Por lo demas, muy buen sonido y un grado de dificultad de 4 sobre 10  

Ahí está la foto a falta de colocar algunos conectores.

Saludos.


----------



## Dano (Dic 4, 2010)

tiago dijo:


> Bueno, despues de montar éste encoder se puede decir que funciona perfectamente bien.
> Se agradece que no lleve engorrosos ajustes y solo nos debemos andar con cuidado al soldar los componentes,pues es muy facil unir pistas sin querer. Los unicos problemas que he tenido con ésta placa han sido dos soldaduras que tocaban a sus contiguas.
> Los componentes no son dificiles de localizar, lo cual es un detalle, y lo único que me ha costado algo de trabajo han sido las inductancias de 15 mH.
> 
> ...



Una vez escuché ese coder en una FM local, realmente lo mejor, sonido 10/10

Muy lindo el proyecto Tiago


----------



## viczea2002 (Dic 6, 2010)

Tiago:
EXcelente trabajo lo del Coder, solo tengo varias preguntas, respecto a las resistencias, pues en la lista de componentes dice que debe ser en su mayoria de una tolerancia de 1%, y eso es un poco dificil de conseguir, por lo que mi consulta es: le puedo poner resistencia de 5% de tolerancia?

Gracias.


----------



## tiago (Dic 6, 2010)

Hombre, lo ideal es aproximarse al valor que pide el esquema sin desviarse mas de un 1%.

Por ejemplo, para una resistencia de 20K 1% sabemos que nos sirve un valor comprendido entre 19.800Ω y 20200Ω
Si el valor de la resistencia de 20K 5%  se encuentra entre estos valores, no estas infringiendo las reglas de montaje.Para ello a veces es preciso tener varias resistencias del 5% y medirlas,  para ver cual se aproxima mas al valor exigido.

Yo he hecho esto con un par de resistencias y no he tenido problema, si son de buena calidad, las de 5% te pueden servir, pero calcula el 1% de tolerancia para los valores pedidos y busca del 5% que entren en éste rango. ...No se si me he explicado.
Pero desde luego yo no jugaria demasiado con valores sin comprobar, luego la calidad de funcionamiento puede quedar resentida.

------------------------------------------------

TRABAJO A REALIZAR
Determine si cada una de estas afirmaciones concuerda con el hilo sobre el montaje del codificador y responda sí o no, citando textualmente las palabras decisivas: (a) a tiago le costó algo de trabajo conseguir las inductancias de 15 mH; (b) la placa exige ajustes engorrosos; (c) para una resistencia de 20K al 1 % sirve un valor comprendido entre 19.800Ω y 20200Ω.

MATERIAL PROPORCIONADO
------------------------------------------------

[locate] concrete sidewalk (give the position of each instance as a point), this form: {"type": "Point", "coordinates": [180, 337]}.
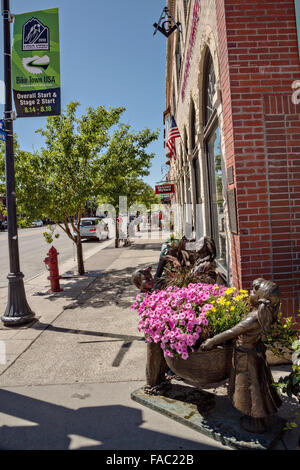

------------------------------------------------

RESPUESTA DEL EJERCICIO
(a) Sí: «lo único que me ha costado algo de trabajo han sido las inductancias de 15 mH».
(b) No: «Se agradece que no lleve engorrosos ajustes».
(c) Sí: «para una resistencia de 20K 1% sabemos que nos sirve un valor comprendido entre 19.800Ω y 20200Ω».